:: Data rows ::
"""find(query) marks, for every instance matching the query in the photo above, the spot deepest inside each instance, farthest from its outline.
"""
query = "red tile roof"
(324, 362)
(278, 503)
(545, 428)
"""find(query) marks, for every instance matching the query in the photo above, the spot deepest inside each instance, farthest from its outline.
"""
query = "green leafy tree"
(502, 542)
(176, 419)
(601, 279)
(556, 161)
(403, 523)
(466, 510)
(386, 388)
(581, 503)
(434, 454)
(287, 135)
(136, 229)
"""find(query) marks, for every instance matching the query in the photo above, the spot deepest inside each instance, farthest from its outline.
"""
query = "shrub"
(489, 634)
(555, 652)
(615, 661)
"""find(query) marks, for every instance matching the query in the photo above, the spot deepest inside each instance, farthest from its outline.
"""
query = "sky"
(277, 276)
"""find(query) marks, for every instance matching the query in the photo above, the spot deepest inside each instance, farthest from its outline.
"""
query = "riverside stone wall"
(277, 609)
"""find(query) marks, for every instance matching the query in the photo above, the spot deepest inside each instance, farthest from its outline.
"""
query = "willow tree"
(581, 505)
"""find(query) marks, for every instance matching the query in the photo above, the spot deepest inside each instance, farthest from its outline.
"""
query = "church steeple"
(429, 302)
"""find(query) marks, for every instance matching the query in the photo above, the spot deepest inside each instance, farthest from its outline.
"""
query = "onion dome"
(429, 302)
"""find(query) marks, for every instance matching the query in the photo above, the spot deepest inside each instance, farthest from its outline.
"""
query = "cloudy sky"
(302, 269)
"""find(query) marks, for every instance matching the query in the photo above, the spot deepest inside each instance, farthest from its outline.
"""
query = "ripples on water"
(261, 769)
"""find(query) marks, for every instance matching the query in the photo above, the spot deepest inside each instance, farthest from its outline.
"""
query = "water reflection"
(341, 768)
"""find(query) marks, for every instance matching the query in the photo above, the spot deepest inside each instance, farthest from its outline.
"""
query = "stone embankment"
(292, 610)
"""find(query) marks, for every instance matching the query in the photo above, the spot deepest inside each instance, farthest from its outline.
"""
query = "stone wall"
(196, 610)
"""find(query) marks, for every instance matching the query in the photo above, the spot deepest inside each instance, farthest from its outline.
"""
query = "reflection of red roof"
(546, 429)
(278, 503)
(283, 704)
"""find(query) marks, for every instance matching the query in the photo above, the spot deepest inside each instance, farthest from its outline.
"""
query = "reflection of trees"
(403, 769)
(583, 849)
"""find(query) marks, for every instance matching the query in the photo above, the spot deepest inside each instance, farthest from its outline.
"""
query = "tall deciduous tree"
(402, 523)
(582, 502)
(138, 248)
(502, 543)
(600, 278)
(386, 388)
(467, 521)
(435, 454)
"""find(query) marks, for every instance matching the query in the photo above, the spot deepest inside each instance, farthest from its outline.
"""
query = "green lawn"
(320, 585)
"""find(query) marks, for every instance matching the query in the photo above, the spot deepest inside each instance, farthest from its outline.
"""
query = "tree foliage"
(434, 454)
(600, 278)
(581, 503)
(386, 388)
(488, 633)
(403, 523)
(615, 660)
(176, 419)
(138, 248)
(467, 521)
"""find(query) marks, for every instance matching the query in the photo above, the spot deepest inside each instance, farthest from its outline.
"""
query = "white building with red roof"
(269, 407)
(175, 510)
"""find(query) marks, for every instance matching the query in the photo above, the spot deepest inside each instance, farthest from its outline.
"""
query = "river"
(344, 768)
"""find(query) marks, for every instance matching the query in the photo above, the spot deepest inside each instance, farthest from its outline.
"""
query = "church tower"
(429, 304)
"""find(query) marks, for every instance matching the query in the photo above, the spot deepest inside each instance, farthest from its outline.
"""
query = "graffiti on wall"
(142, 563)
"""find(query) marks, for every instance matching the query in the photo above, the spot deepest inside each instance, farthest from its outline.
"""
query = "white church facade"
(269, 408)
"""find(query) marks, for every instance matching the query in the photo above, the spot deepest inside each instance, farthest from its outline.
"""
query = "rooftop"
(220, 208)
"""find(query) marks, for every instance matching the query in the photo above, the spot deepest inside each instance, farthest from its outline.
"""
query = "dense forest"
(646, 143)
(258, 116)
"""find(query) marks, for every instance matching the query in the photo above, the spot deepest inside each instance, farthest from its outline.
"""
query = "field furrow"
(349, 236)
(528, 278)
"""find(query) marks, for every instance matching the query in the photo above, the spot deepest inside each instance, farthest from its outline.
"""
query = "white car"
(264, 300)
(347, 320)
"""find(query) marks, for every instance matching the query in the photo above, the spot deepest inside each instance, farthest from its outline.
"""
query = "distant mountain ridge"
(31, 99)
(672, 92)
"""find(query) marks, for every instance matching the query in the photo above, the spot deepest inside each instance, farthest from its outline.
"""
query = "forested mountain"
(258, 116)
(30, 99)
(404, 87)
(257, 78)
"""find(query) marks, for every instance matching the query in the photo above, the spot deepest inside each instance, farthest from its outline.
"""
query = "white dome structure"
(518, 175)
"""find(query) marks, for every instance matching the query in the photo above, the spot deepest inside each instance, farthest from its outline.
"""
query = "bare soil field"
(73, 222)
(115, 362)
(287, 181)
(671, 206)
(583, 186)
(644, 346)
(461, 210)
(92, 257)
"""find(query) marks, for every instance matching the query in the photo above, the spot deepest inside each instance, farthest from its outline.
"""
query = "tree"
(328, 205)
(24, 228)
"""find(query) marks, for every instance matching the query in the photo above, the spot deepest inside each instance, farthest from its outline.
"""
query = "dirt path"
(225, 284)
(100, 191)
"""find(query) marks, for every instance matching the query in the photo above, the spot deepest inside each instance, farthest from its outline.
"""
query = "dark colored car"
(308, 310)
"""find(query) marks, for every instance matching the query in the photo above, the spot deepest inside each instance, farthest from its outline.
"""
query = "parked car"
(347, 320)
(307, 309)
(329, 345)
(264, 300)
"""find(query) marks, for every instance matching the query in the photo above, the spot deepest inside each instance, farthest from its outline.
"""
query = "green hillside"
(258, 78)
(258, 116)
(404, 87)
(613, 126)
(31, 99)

:: Instruction ::
Every line of the data above should be reproduced word for word.

:: Final result ::
"""find(query) marks, for every instance matching the query in the photo above, the spot deepest inside each instance, farthest from its outline.
"""
query = "red tile roof"
(324, 362)
(278, 503)
(545, 428)
"""find(query) marks, for every instance matching the query in the photo above, the spot deepest inside each instance, farthest from its outline.
"""
query = "green leafy tree"
(502, 542)
(176, 419)
(601, 279)
(556, 161)
(403, 523)
(466, 510)
(386, 388)
(581, 503)
(434, 454)
(287, 135)
(136, 229)
"""find(query) marks, for every instance matching the query in the photo above, the spot deepest inside each instance, farthest from its outline.
"""
query = "shrub"
(489, 634)
(555, 652)
(615, 661)
"""find(query) marks, for every instance matching the query in the photo above, the spot deepest inside each instance, farthest from its outline.
"""
query = "sky"
(277, 276)
"""find(query) marks, for every instance matching the query in the photo above, the spot deepest inside each instance, farthest from its outline.
"""
query = "riverside stone wall"
(277, 609)
"""find(query) marks, for every instance matching the query in the photo above, the spot deepest inside each instance, farthest from its outline.
"""
query = "willow tree"
(581, 505)
"""find(query) marks, for every instance matching the query in the photo above, the spot deepest inside each instance, farthest from its outline.
"""
query = "church steeple"
(429, 302)
"""find(query) marks, for every instance matching the query in the photo above, the spot deepest inside each instance, farthest from its outline.
"""
query = "onion dome"
(429, 302)
"""find(query) marks, for every instance matching the query in the photo above, the spot deepest inside each instance, farthest from its outline.
"""
query = "cloudy sky"
(302, 269)
"""find(query) marks, for every instance matching the query in the photo above, the spot deepest inside each instance, farthest from its outline.
"""
query = "ripples on water"
(261, 769)
"""find(query) marks, for every instance matching the query in the photo above, the spot deepest inside each instance, farthest from its outline.
"""
query = "water reflection"
(341, 768)
"""find(query) marks, for every instance matching the query in the photo above, the spot deepest inside each instance, farthest from its outline.
"""
query = "stone embankment"
(292, 610)
"""find(query) marks, for every instance matching the query in the photo above, the spot deepest inside each instance, farthest from its outline.
"""
query = "stone wall"
(196, 610)
"""find(query) marks, for every instance matching the query in the photo above, the spot deepest inside each instance, farthest from its outline.
"""
query = "reflection of red roof"
(546, 429)
(278, 503)
(283, 704)
"""find(query) marks, for every instance matching the query in the photo above, the spot deepest inside each instance, farthest from its outline.
"""
query = "reflection of trees"
(403, 769)
(583, 849)
"""find(query) marks, for every instance matching the query in the photo above, the spot deepest inside each instance, farthest from its outline.
"""
query = "tall deciduous tree"
(402, 523)
(582, 502)
(138, 248)
(502, 543)
(600, 278)
(386, 388)
(467, 521)
(435, 454)
"""find(query) marks, for every instance matching the query in the photo above, the spot deepest inside each instance, farthest from its outline.
"""
query = "green lawn"
(320, 585)
"""find(query) marks, for every instance matching the query in the photo above, the spot deepest inside each instance, farthest from its outline.
"""
query = "tree foliage"
(434, 454)
(600, 278)
(581, 503)
(386, 388)
(488, 633)
(403, 523)
(615, 660)
(176, 419)
(138, 248)
(467, 521)
"""find(query) marks, for every instance matching the query in the photo above, the spot deepest inside each instance, farthest from its outline.
"""
query = "white building with red roof"
(269, 407)
(175, 510)
"""find(query) marks, for every instance matching the query in the photo above, the spot deepest inside each instance, farthest from its outline.
"""
query = "river"
(344, 768)
"""find(query) marks, for every instance matching the query in the photo above, the spot deepest inside each instance, farthest from its outline.
"""
query = "church tower"
(429, 304)
"""find(query) marks, for every instance matching the query in the photo above, the spot deepest inside each instance, farthest from its outline.
"""
query = "graffiti on wall"
(142, 563)
"""find(query) marks, for every instance matching the query in the photo above, the spot deepest inside each instance, farthest from its outline.
"""
query = "white church facade"
(269, 408)
"""find(query) marks, for every instance matching the query in the photo above, the spot deepest inside each instance, farthest from its outline.
"""
query = "rooftop"
(220, 208)
"""find(query) marks, for every instance matching the query in the photo above, the spot deepest inside each instance, farthest from its outline.
"""
query = "dense forest"
(646, 143)
(258, 116)
"""find(query) marks, for every instance matching the query in the photo above, the spot deepest inside each instance, farthest from its outline.
"""
query = "field furrow"
(349, 236)
(528, 278)
"""find(query) marks, for every instance matching the query in the photo above, the spot deepest inside each instance, farthest from its outline.
"""
query = "white car"
(264, 300)
(347, 320)
"""find(query) marks, for every instance matching the query in the photo above, the spot deepest inside each instance, farthest from its outline.
"""
query = "distant mountain ridge"
(31, 99)
(672, 92)
"""find(query) marks, for every instance matching the query in the photo above, the spot deepest inside each instance, farthest from its outline.
"""
query = "forested mountain"
(258, 116)
(30, 99)
(404, 87)
(257, 78)
"""find(query) marks, for every instance matching the query in the photo above, the spot deepest inside each instance, farthest from its outline.
"""
query = "white dome structure"
(518, 175)
"""find(query) marks, for every instance matching the query in the photo above, the spot deepest inside each instance, farthest from its outline.
"""
query = "bare soil field"
(73, 222)
(115, 362)
(287, 181)
(671, 206)
(583, 186)
(644, 346)
(461, 210)
(92, 257)
"""find(query) marks, for every instance matching the query in the photo above, the spot deepest inside each instance, farthest from its outline.
"""
query = "tree"
(328, 205)
(24, 228)
"""find(query) marks, for every instance matching the query in the photo above, the spot deepest inside each instance, farthest from its outline.
"""
query = "dirt path"
(225, 284)
(100, 191)
"""find(query) marks, for every instance matching the query in the photo above, the spot deepest inside each instance, farthest from its outline.
"""
query = "dark colored car"
(308, 310)
"""find(query) marks, for every instance matching the query in the photo above, the spot deepest inside each instance, farthest from its outline.
"""
query = "parked car"
(347, 320)
(307, 309)
(329, 345)
(264, 300)
"""find(query) marks, for every instance matching the query in the photo above, the spot deepest inside each instance, farthest from its outline.
"""
query = "green hillside"
(258, 78)
(258, 116)
(404, 87)
(613, 126)
(31, 99)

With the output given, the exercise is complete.